- _TASK REQUIREMENTS_
An exact, word-for-word copy of the entries is required, beginning at the line that contains "Element lookup — where exactly is the oleander" and ending at the last line, both included.

- _DATA TO EXAMINE_
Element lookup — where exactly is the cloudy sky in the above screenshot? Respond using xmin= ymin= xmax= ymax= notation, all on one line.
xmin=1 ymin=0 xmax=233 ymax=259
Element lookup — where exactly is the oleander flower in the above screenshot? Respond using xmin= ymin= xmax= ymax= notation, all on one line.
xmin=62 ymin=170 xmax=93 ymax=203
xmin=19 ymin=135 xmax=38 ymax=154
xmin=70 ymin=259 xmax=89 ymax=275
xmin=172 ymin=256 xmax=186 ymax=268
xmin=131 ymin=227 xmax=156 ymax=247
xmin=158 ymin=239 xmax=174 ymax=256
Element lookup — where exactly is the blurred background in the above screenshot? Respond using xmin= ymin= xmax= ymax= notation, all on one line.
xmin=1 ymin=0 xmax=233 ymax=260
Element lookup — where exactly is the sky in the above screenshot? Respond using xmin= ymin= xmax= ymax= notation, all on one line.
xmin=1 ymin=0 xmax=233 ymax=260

- _WRITTEN ANSWER_
Element lookup — where exactly is the oleander flower in the above screenshot? Respond using xmin= ymin= xmax= ymax= notation, all on one line.
xmin=62 ymin=170 xmax=93 ymax=203
xmin=19 ymin=135 xmax=38 ymax=154
xmin=70 ymin=259 xmax=89 ymax=275
xmin=172 ymin=256 xmax=186 ymax=268
xmin=131 ymin=227 xmax=156 ymax=247
xmin=158 ymin=239 xmax=174 ymax=256
Element lookup — where exactly is the blurred background in the above screenshot? Respond using xmin= ymin= xmax= ymax= notation, all on one line.
xmin=1 ymin=0 xmax=233 ymax=260
Element lookup — where exactly is the sky in the above screenshot? Respond using xmin= ymin= xmax= ymax= notation, all on one line.
xmin=1 ymin=0 xmax=233 ymax=260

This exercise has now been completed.